Reproduce the part of the review of "The Wild and the Innocent" that starts with "Like his previous" and goes on through "even more unbearable.", keeping every word and punctuation mark unchanged.

PASSAGE SHOWN:
[Start of section]

The second, and last, contribution to Millennium by writer Jorge Zamacona, “The Wild and the Innocent” is a grim, almost Cormac McCarthy-style revenge thriller that takes place on the roads of middle-America, in a tale of grief, loss and violence. Typical Millennium, and yet at this stage it is perhaps the most atypical as well.
For starters, “The Wild and the Innocent” is not a serial killer tale. Like “522666”, this a brilliant expansion of the show beyond the realm of serial killer of the week. Frank and Peter’s (Terry O’Quinn) involvement begins with them on the hunt for a resurfaced rapist, Jake Waterston (John Pyper-Ferguson, a recurring Ten Thirteen presence what with this show, The X-Files and Harsh Realm, sometimes re-appearing in differing roles in the same shows), but then turns into an even more emotionally fraught tale that puts guest star Heather McComb (The X-Files‘ “Die Hand, Die Verletzt”) front and centre in a brilliant way.
There are some mixed reviews for this episode out there, but in this reviewer’s opinion, this is a brilliant episode of the show. Yes, Frank and Peter aren’t investigating as much as they are reacting to the episode’s events, but Zamacona’s script and story is so strong and engaging that it leaves the viewer with no choice but to get swept along by its darkly middle-American atmosphere and emotional story.
Like his previous episode, “Kingdom Come”, the antagonists of “The Wild and the Innocent” are never kept at arm’s length, and the script filters the hunt for them on a more emotional level rather than on an intellectual one. Like Caleb and his targeting of priests a few weeks ago, we spend time with Maddie and her boyfriend, Bobby (a pre-Burn Notice Martin Donovan), and as the episode goes on, the story is filtered brilliantly through Maddie and what she’s experiencing, with Bobby’s increasing level of violence ratcheting up the tension and making its already tense atmosphere even more unbearable.
McComb is fantastic throughout. A stand out two seasons before when she appeared on The X-Files, she portrays a brilliant slice of raw emotional distress throughout as both she and Bobby drive cross-country with Jake in their trunk to get back Maddie’s child who Jake sold for a large amount of money in order to buy a big screen television, a plot element set up when Frank and Peter discover the word “angel” scratched onto the television set when they first appear at the crime scene.
There is a beautiful level of compassion running throughout this hour that is somewhat unusual for Millennium.” Although in some respects a very different tale to “The Well Worn Lock” two weeks ago, the level of sympathy it invokes for its lead female guest star could make it a very worthy companion piece to Chris Carter’s story of child abuse. The Wild and the Innocent” features acts of violence, but at its core it’s really about a mother who simply wants to reunite with the child that was cruelly taken away from her.
On top of its emotional drive, there is a real earthliness as well to its atmosphere. Obviously it wasn’t filmed in Missouri. Much like the best of much of Ten Thirteen’s output, it’s makes glorious use of Vancouver, British Columbia, with moody uses of green fields surrounding never-ending roads, all of which add to the moody and uniquely middle-American atmosphere of the episode.
Mark Snow’s music comes in perfectly as always, and the accompanying heart of the episode alongside McComb is Lance Henriksen who portrays genuine heart and warmth in his search for Maddie. Usually Frank Black is a very world-weary character, but there is a level of professionalism to his investigations, with the more warm-hearted side of his character explored within the realms of the Yellow House, but here we get to see him genuinely care for Maddie and her plight.

[End of section]

DATASET EXCERPT:
[Start of section]

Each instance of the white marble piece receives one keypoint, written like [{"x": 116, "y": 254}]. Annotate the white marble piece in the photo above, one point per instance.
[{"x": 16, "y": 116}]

[End of section]

ANSWER BOX:
Like his previous episode, “Kingdom Come”, the antagonists of “The Wild and the Innocent” are never kept at arm’s length, and the script filters the hunt for them on a more emotional level rather than on an intellectual one. Like Caleb and his targeting of priests a few weeks ago, we spend time with Maddie and her boyfriend, Bobby (a pre-Burn Notice Martin Donovan), and as the episode goes on, the story is filtered brilliantly through Maddie and what she’s experiencing, with Bobby’s increasing level of violence ratcheting up the tension and making its already tense atmosphere even more unbearable.